## Text block

━━━━━━━━

Microwave Filter Company, Inc.  (MFC)
-------------------------------------------------

  Cable Television (CATV) -  The CATV marketplace is changing due to the transition from analog to digital television.  Digital Television (DTV) is a new type of broadcasting technology that will transform television viewing.  DTV enables broadcasters to offer television with movie-quality picture and sound.  It also offers greater multicasting and interactive capabilities.  DTV is a more flexible and spectrum efficient technology than the NTSC "analog" broadcast system.  Rather than being limited to providing one analog programming channel, a broadcaster will be able to provide a super sharp "high definition" (HDTV) program or multiple "standard definition" DTV programs simultaneously using the RF spectrum more efficiently.  Providing several program streams on one broadcast channel is called "multicasting." The number of programs a station can send on one digital channel depends on the level of picture detail, also known as "resolution." DTV can provide interactive video and data services that are not possible with "analog" technology.  Converting to DTV will eventually free up parts of the scarce and valuable broadcast airwaves.  Those portions of the spectrum can then be used for other important services, such as advanced wireless and public safety services (police, fire, rescue squads, etc.).  Management continues to project a decrease in demand for Cable TV products due to the shift from analog to digital television.  Due to the inherent nature of digital modulation versus analog modulation, fewer filters will be required.  The Company has developed filters for digital television and there will still be requirements for analog filters for limited applications in commercial and private cable systems.  The demand for these filters is unknown at this time but is expected to decline.

  MFC serves this market principally with three product groups.  One popular area includes standard and custom filters used at the headend to process signals and remove interference.  A very popular application involves removing or re-routing TV channels to organize programming line-ups.

  A family of trap filters, "Fastrap," is used by cable operators to restrict or permit the viewing of pay per view or other premium programming.  The traps can be ordered in small and large quantities, are 100% inspected and delivered overnight.

  Since all cable operators initially receive programming via satellite, products from our satellite market cross over into the cable television market.  C-band satellite receive systems are prone to various types of terrestrial interference which are curable in many cases by applying MFC bandpass filters.

━━━━━━━━

## Record extracts

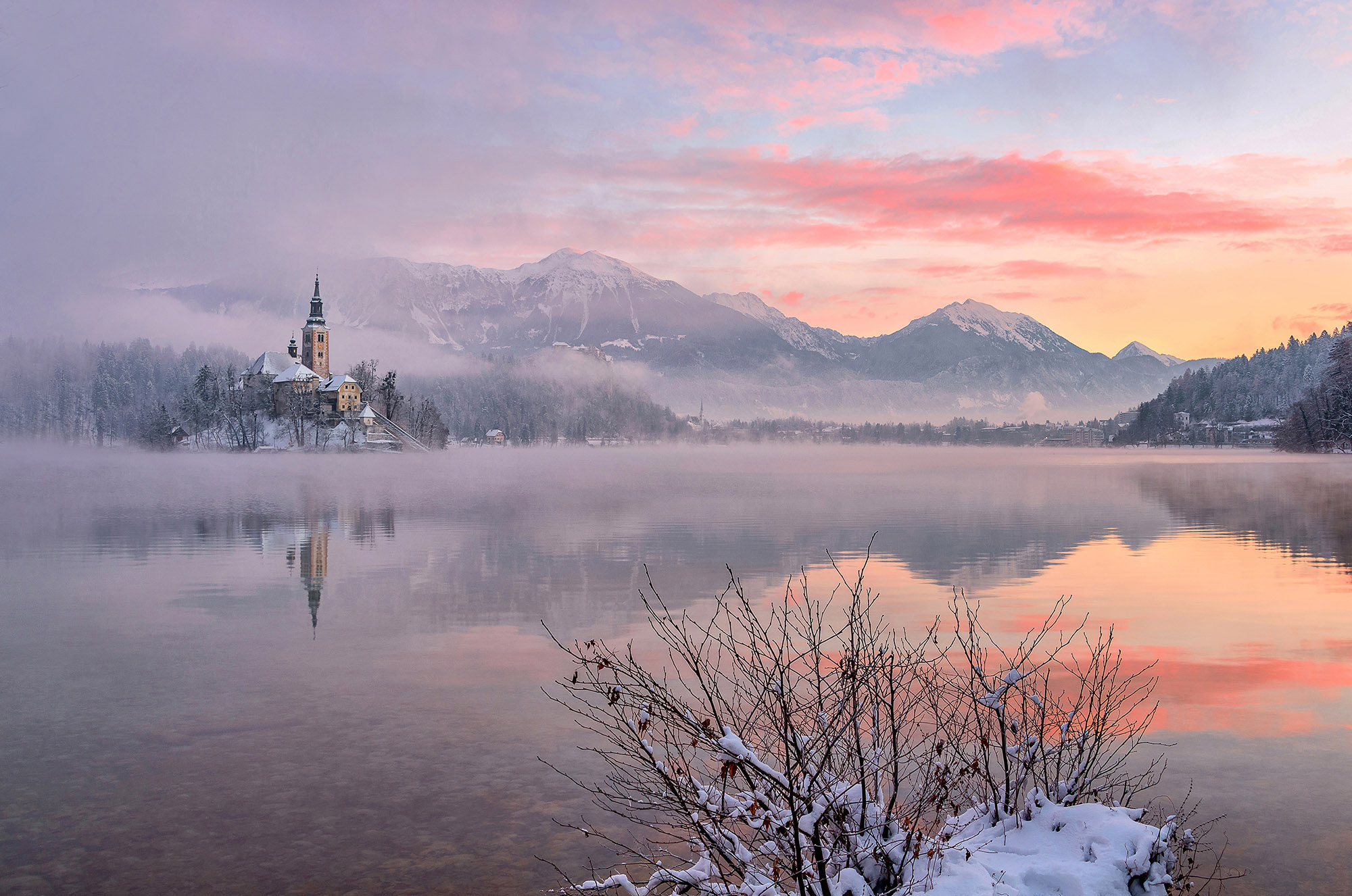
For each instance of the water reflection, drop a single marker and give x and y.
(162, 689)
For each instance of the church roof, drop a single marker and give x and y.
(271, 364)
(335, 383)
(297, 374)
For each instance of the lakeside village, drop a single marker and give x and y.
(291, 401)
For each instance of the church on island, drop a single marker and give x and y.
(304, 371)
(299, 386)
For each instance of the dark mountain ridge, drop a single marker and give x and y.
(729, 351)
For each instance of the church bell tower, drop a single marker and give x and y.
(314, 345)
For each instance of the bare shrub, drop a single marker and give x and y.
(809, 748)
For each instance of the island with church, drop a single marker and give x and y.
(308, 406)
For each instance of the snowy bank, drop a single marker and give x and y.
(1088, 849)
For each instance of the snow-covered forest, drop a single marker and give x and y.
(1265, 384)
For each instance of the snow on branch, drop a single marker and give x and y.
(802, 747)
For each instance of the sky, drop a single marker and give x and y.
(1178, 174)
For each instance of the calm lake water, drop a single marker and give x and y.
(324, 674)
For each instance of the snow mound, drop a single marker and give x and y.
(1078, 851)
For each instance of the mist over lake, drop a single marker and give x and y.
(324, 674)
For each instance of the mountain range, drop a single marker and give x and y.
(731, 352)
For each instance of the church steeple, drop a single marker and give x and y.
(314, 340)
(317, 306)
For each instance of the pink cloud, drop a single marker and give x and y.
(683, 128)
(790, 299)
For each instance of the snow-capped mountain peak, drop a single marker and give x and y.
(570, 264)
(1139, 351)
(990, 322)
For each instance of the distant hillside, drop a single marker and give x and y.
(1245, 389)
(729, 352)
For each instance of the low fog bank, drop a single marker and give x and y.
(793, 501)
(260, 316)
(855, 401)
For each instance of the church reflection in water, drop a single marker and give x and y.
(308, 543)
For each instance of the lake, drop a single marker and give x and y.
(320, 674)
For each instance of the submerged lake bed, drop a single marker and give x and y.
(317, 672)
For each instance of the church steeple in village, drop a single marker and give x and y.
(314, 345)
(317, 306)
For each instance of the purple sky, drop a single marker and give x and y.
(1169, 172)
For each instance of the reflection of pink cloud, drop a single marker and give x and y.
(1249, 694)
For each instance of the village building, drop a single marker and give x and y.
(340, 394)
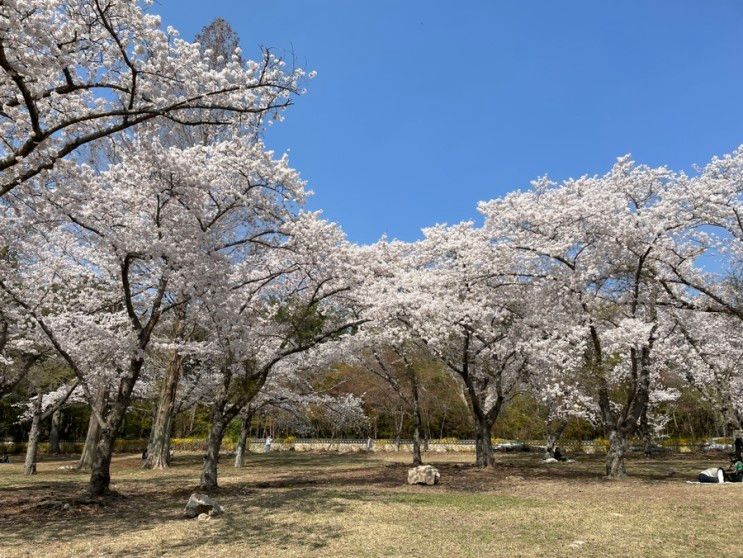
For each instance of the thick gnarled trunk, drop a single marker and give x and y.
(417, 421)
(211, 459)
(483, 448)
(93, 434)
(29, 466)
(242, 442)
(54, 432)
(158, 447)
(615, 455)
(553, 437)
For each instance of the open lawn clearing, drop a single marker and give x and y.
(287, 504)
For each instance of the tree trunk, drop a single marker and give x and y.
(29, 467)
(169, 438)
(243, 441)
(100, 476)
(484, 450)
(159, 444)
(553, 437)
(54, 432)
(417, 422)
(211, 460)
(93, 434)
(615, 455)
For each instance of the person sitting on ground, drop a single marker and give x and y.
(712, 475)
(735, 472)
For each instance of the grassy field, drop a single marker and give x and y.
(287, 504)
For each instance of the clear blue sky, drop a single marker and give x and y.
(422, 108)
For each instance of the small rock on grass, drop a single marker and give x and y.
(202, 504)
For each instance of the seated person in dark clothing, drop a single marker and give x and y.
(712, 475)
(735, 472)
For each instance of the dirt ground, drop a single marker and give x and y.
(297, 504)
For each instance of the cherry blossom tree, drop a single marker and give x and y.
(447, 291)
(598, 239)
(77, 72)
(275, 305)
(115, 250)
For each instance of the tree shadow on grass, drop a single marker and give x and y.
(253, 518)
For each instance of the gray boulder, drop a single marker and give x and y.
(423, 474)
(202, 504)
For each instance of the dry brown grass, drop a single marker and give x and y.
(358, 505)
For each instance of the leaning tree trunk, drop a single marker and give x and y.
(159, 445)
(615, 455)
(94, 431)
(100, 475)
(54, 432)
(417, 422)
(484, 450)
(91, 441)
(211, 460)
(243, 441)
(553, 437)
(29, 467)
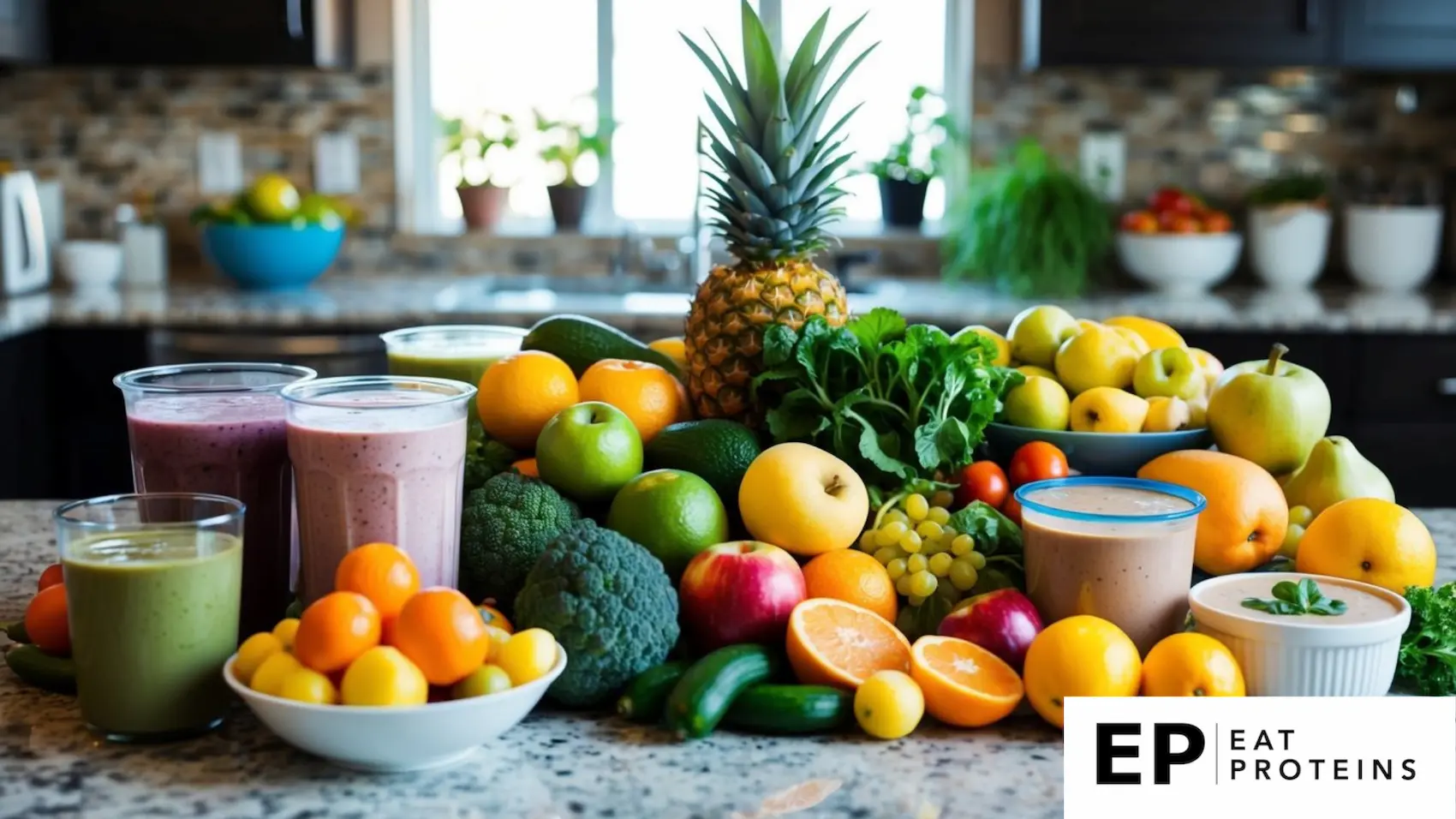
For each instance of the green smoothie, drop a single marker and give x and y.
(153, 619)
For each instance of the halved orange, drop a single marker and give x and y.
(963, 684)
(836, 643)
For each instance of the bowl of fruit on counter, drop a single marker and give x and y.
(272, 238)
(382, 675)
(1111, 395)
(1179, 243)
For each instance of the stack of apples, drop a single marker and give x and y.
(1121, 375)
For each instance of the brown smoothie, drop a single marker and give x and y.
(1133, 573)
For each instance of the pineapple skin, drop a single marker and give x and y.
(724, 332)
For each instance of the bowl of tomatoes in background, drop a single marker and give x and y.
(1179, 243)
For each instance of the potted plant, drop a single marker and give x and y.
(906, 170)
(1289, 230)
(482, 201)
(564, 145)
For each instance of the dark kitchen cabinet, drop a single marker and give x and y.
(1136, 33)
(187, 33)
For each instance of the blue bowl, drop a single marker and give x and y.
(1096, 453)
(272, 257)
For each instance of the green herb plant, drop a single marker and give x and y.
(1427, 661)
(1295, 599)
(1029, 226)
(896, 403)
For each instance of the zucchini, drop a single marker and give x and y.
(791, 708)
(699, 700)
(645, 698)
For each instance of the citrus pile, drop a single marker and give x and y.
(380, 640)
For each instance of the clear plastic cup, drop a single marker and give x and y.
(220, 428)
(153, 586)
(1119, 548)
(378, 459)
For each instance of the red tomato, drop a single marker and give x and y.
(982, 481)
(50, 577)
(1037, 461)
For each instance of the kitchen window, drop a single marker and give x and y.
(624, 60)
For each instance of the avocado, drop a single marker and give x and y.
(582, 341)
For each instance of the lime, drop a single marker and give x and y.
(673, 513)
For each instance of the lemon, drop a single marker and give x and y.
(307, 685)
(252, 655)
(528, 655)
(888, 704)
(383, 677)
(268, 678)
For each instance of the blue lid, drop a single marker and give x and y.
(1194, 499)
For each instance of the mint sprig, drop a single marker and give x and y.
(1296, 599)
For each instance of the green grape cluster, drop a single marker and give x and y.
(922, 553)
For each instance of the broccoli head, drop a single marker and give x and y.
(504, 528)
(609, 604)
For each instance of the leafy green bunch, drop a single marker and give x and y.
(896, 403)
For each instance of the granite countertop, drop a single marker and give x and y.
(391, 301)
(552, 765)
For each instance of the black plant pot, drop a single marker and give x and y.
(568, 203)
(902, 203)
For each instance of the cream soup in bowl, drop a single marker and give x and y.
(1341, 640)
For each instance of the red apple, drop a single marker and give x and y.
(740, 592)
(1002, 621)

━━━━━━━━

## Work required
Please pick up the passage about Microwave Filter Company's cable television products above, continuing from the end of its last sentence.

## Exercise output
  Broadcast - Due to the recent analog to digital conversion within the TV (UHF/VHF) broadcast industry, Microwave Filter Company has experienced a resurgence in business for both TV transmit and receive filters.  Specifically, in order to accommodate the wider digital TV signal bandwidths, customers have been forced to replace their existing (narrower bandwidth) analog filters with (wider bandwidth) digital filters.  As a result, MFC has developed new products (e.g.- DTV mask transmit filters) to accommodate the wider bandwidth digital signals.
 
5

 
  Another result of this analog to digital conversion was the elimination of the uppermost UHF channels (52-69) that operated between 698 - 806 MHz.  Subsequently, part of this vacated frequency band was allocated for Public Safety communication use, while much of the remaining band has been auctioned off for Internet Service Provider (ISP) operations (e.g.  - Verizon, AT&T, etc.) Now referred to as the "700 MHz Band" - many of these new applications also require MFC filter products.  Some of these operations actually utilize the same channel allocations formerly used by those defunct UHF channels.

  Consequently, MFC has been able to transform existing filter product lines into an entirely new filter line to satisfy many of these new ISP applications, without requiring significant product modification or new product development.

  MFC also continues to serve other segments of the Broadcast industry such as FM radio, STL (TV Studio-to-Transmitter Links) and the BAS (Broadcast Auxiliary Service) band  (formerly known as the ENG (Electronic News Gathering) band.)

  Satellite - Microwave filters and IF filters for removing interference are provided to both commercial and home C-band TVRO antennas.  A variety of products are available that offer protection and or solutions to interference that affects the feedhorn, downconverter, and receiver.  A variety of filters are also available for satellite services utilizing higher frequency bands such as 12, 13 and 18 GHz.  Although economic conditions have impacted sales, management expects demand for these types of filters to continue with the proliferation of earth stations world wide and increased sources of interference.

  Mobile Radio and Data Links - MFC provides filters to a variety of mobile radio services such as cellular telephone, two way radio and paging to eliminate interference in transmit or receive equipment.  More recently there has been demand for filters and diplexers for broadband microwave applications for Voice Over Internet Protocol ("VOIP") With the number of services increasing and ISP use.  The advent of license exempt applications has increased the need for interference filtering.  With the number of services increasing and our air waves becoming more congested, filters are increasingly important to many transmit operations.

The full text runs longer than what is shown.